§ EXERCISE BRIEF:
Lines with the word "query" are the answer; copy each of them from the data below.
DATA section start
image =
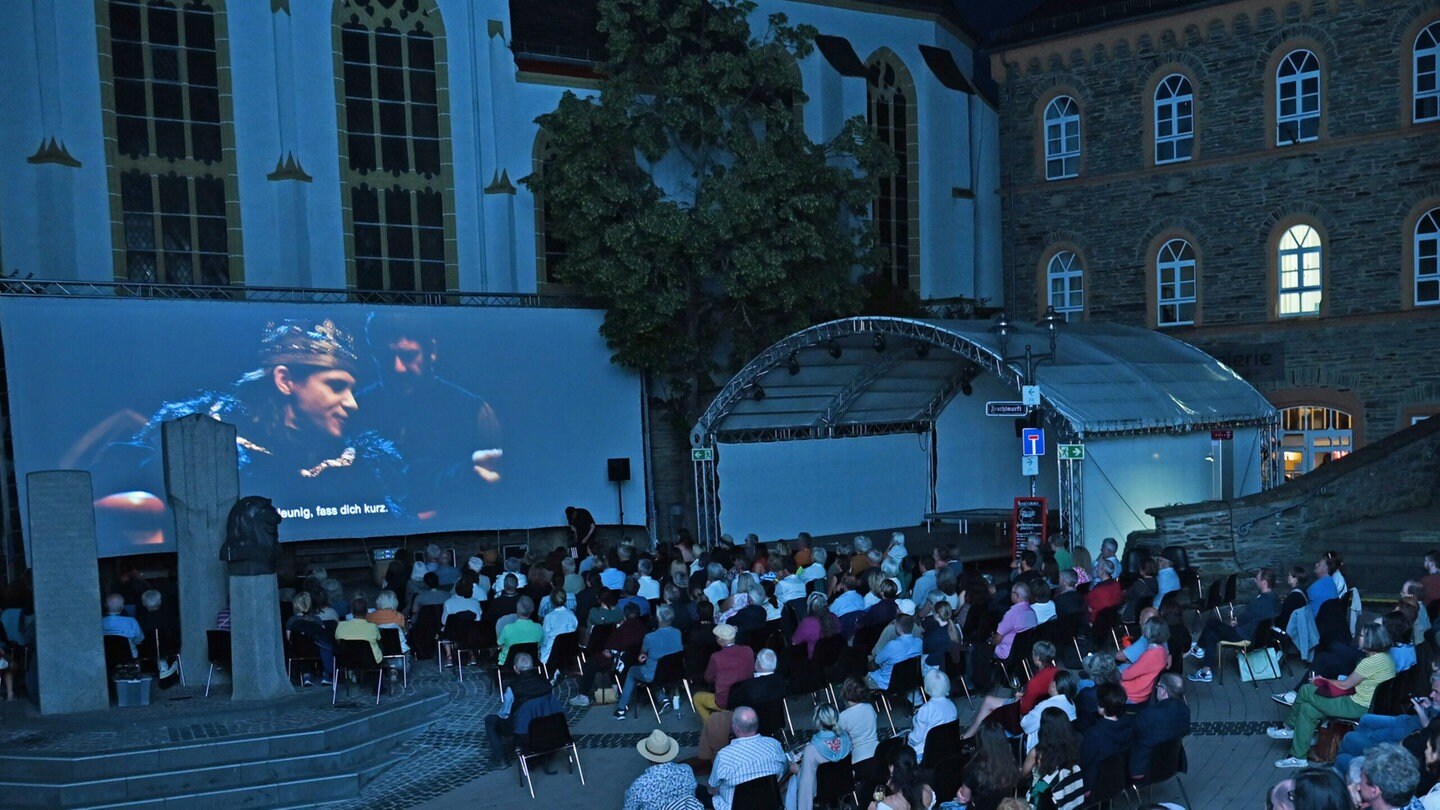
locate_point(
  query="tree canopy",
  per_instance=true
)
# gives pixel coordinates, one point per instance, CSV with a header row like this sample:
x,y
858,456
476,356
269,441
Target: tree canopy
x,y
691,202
DATA section end
DATA section start
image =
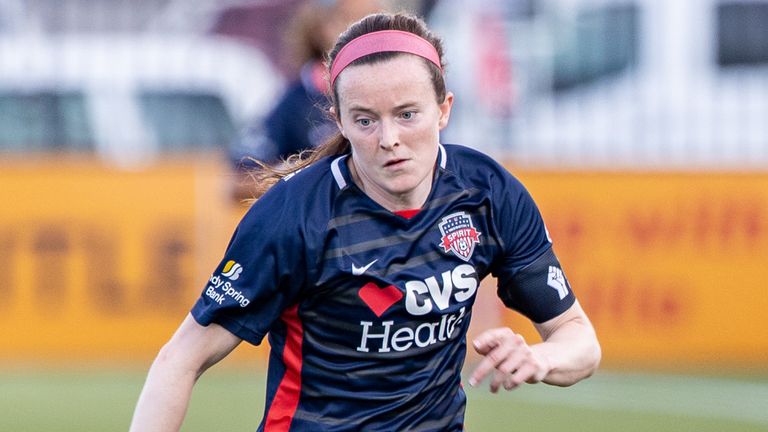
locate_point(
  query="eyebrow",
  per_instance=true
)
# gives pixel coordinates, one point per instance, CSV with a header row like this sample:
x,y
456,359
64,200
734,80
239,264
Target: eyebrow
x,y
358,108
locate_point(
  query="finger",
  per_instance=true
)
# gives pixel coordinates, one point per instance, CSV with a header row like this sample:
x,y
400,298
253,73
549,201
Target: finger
DATA section end
§ ANSWER TO THE PROBLEM:
  query="tree canopy",
  query="eyebrow",
  query="finger",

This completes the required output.